- [TASK DIRECTIONS]
Would you find each line in the entries below with the string "gray" and copy it?

----

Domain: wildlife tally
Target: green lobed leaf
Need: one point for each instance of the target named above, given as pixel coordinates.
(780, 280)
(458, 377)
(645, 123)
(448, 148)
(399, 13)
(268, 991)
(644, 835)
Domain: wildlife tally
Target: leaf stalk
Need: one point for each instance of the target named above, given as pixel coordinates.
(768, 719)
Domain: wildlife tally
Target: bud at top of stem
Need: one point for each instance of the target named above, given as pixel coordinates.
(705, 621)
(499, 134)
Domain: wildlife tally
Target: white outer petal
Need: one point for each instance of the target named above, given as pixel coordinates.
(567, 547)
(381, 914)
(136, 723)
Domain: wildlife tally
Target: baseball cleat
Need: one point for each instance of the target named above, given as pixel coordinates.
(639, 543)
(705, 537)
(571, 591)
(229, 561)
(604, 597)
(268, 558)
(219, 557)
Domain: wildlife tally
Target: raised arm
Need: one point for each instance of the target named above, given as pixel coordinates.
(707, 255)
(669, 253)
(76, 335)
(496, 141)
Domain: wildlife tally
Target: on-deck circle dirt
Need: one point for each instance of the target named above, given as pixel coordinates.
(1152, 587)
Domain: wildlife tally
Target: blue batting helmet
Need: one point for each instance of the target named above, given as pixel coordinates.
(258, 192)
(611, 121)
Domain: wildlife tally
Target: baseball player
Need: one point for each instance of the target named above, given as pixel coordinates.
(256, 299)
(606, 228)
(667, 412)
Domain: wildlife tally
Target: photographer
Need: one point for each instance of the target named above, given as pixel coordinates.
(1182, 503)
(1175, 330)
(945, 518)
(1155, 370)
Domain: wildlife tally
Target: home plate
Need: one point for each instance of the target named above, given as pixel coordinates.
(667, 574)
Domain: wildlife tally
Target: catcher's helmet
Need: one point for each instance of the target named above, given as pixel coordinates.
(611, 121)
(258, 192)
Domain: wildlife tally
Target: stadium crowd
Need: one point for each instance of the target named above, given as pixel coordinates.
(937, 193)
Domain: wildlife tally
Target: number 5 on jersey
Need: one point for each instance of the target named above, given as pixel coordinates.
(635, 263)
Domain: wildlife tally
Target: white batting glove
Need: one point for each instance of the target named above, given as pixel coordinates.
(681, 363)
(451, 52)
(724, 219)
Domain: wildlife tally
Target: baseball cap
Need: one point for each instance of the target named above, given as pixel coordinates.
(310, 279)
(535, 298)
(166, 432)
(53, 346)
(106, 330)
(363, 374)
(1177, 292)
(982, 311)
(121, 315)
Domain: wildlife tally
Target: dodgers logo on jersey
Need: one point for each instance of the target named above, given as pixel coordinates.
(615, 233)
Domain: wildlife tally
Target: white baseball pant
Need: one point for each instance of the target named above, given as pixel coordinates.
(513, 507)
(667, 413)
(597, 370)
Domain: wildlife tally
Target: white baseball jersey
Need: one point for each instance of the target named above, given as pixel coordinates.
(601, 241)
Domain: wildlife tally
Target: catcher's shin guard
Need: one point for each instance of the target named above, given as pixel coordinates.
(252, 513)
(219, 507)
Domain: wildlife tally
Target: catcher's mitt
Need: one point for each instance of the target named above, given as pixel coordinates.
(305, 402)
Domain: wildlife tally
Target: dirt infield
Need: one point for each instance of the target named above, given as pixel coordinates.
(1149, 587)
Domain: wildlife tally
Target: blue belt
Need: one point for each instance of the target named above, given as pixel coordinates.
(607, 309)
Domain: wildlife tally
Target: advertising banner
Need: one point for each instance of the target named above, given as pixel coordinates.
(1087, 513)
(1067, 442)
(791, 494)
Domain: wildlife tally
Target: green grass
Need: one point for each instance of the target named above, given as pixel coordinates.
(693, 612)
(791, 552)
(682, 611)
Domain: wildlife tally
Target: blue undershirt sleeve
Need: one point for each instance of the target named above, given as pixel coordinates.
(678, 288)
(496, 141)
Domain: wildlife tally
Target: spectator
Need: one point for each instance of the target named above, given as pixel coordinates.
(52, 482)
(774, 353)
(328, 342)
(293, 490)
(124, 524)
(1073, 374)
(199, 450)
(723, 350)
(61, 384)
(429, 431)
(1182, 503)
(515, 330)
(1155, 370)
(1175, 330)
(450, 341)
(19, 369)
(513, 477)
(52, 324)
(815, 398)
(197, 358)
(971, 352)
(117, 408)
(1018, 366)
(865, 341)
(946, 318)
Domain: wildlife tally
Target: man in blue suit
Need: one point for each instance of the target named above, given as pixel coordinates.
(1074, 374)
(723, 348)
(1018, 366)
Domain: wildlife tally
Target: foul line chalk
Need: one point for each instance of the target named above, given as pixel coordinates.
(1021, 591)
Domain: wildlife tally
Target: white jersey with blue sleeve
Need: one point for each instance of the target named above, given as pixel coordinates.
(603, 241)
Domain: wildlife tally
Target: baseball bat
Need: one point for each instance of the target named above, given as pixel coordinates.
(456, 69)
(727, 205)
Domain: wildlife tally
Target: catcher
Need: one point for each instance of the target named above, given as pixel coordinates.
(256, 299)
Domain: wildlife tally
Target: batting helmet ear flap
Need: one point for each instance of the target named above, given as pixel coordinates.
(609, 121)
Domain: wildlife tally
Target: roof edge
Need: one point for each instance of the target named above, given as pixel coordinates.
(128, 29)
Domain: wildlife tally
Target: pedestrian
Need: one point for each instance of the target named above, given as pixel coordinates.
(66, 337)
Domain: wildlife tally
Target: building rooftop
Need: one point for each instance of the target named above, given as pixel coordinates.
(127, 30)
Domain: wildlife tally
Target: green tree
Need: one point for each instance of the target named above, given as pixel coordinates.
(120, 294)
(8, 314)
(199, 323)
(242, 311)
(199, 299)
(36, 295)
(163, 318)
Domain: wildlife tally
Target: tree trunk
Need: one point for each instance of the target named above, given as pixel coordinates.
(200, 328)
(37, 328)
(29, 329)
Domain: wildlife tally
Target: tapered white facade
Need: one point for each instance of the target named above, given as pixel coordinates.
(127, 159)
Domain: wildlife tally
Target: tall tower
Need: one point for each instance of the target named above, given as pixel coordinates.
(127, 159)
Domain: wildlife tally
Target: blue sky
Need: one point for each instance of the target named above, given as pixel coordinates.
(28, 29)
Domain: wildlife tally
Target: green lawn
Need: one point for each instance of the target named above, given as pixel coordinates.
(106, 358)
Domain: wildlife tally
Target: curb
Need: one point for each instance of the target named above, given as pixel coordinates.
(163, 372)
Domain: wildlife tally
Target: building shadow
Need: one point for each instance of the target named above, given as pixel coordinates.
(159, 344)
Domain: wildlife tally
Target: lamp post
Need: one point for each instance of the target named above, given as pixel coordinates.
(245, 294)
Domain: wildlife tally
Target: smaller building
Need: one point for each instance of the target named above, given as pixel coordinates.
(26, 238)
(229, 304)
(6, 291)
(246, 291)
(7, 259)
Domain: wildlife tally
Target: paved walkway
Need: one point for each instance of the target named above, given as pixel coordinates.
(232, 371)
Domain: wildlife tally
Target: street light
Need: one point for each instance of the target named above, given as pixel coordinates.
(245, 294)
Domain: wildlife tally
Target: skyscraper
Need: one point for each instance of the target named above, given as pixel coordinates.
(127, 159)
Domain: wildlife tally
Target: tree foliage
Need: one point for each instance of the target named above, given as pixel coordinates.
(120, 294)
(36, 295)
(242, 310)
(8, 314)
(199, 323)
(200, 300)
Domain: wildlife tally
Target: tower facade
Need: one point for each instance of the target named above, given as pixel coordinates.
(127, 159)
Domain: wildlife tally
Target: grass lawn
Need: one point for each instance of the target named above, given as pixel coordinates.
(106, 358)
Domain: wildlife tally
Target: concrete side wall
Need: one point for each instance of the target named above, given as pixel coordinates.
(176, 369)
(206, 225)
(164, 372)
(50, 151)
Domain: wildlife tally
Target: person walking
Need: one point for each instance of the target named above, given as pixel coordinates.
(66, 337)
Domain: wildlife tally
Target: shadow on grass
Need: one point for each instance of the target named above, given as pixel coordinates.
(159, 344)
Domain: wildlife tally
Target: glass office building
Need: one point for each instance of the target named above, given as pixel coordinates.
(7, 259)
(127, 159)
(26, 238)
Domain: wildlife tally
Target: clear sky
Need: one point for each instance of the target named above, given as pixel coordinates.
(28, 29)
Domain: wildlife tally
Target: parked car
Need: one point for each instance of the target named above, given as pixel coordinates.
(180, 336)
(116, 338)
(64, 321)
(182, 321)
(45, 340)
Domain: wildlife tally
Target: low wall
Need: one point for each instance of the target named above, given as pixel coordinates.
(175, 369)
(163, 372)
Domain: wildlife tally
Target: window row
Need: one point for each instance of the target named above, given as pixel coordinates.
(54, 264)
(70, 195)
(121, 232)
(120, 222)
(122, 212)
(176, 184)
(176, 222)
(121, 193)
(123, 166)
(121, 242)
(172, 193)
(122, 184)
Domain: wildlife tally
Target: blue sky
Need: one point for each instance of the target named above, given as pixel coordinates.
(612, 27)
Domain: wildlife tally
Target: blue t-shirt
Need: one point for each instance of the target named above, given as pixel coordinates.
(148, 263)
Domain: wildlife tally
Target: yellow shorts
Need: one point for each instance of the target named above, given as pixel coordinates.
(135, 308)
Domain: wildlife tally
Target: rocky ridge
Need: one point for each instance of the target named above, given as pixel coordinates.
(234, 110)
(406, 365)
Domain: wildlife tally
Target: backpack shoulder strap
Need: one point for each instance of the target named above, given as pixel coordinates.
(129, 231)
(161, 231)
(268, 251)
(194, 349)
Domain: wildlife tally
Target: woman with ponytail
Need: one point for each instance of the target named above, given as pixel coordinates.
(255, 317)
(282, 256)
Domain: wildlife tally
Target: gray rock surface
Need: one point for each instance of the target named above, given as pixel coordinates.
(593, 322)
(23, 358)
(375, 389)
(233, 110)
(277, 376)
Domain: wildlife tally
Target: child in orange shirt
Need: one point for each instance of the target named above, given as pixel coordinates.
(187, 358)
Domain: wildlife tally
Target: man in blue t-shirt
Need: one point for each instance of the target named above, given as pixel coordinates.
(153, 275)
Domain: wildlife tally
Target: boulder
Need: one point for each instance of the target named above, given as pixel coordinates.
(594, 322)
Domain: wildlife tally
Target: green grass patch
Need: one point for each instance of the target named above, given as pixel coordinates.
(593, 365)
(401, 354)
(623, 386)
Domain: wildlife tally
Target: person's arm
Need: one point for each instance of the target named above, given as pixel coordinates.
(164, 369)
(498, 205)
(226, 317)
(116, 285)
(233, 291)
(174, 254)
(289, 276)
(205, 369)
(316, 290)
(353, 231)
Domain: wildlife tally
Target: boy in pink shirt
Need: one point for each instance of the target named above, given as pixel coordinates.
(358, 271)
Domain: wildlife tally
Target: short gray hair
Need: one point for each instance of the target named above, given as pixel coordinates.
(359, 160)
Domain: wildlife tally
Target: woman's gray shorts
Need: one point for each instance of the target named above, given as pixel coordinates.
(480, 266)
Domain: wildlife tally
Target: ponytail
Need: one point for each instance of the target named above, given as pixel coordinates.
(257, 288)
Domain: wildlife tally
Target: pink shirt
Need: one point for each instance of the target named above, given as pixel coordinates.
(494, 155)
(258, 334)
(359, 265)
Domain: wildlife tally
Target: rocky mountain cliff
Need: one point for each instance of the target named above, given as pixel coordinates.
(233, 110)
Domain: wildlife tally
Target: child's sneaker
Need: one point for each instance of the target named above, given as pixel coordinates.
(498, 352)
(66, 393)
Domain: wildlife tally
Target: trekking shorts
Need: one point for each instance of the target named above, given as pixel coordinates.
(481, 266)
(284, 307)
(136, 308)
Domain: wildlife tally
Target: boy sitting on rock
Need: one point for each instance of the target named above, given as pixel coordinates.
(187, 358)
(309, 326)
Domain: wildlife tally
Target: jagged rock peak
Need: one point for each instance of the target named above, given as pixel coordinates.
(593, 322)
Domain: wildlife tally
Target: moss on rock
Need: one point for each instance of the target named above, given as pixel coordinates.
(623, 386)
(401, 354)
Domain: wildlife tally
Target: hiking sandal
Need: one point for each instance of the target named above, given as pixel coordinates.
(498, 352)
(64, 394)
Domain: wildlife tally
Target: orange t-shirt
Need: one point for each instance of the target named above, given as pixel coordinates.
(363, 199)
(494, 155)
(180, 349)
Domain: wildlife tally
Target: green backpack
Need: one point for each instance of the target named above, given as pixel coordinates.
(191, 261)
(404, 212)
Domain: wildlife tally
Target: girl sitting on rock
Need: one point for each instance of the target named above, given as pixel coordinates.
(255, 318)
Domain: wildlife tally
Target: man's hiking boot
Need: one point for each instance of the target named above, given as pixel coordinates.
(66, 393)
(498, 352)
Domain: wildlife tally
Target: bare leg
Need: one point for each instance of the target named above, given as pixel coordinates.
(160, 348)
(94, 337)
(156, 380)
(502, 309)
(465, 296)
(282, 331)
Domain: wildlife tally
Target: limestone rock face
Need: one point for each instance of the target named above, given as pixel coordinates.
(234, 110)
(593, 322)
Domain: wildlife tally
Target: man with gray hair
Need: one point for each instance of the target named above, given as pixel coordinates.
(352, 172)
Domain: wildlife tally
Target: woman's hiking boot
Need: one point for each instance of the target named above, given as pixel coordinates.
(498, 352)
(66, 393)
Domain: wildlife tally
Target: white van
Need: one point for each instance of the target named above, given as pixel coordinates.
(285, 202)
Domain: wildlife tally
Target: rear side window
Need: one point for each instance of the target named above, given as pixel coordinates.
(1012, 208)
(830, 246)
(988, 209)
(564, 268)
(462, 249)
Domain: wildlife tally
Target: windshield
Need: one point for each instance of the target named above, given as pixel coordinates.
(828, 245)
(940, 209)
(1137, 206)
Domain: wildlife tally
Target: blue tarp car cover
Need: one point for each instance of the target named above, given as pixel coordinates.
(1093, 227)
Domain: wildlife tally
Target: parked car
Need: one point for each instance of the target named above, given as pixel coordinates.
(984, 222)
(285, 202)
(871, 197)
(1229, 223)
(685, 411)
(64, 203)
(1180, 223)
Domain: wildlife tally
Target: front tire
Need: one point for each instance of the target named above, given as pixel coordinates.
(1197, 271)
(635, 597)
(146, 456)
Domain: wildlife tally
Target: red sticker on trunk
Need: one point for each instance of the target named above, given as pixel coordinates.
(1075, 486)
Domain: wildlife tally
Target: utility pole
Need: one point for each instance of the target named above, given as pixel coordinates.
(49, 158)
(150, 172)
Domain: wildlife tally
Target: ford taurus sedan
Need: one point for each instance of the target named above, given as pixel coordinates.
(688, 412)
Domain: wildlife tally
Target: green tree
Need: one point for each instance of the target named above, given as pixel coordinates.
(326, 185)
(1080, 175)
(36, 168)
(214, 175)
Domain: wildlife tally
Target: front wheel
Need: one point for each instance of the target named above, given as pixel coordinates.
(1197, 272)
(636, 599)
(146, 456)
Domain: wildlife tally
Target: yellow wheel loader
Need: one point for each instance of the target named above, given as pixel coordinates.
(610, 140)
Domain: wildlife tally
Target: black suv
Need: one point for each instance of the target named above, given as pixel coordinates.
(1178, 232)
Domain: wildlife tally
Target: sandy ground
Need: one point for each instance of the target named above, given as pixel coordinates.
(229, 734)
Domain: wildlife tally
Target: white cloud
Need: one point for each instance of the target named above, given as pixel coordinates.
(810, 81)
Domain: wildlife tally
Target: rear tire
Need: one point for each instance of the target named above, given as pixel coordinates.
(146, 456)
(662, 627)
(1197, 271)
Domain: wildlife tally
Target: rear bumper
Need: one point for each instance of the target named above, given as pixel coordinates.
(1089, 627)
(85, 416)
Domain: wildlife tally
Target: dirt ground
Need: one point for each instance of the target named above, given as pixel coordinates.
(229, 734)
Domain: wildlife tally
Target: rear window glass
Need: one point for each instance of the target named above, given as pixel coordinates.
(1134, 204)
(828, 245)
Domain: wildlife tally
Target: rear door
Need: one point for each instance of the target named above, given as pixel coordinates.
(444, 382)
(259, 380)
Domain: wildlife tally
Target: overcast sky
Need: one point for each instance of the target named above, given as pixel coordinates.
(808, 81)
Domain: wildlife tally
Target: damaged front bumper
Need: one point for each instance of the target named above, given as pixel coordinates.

----

- [RESULT OF THE TASK]
Target: gray rock surface
Target: short gray hair
Target: woman's gray shorts
Target: man with gray hair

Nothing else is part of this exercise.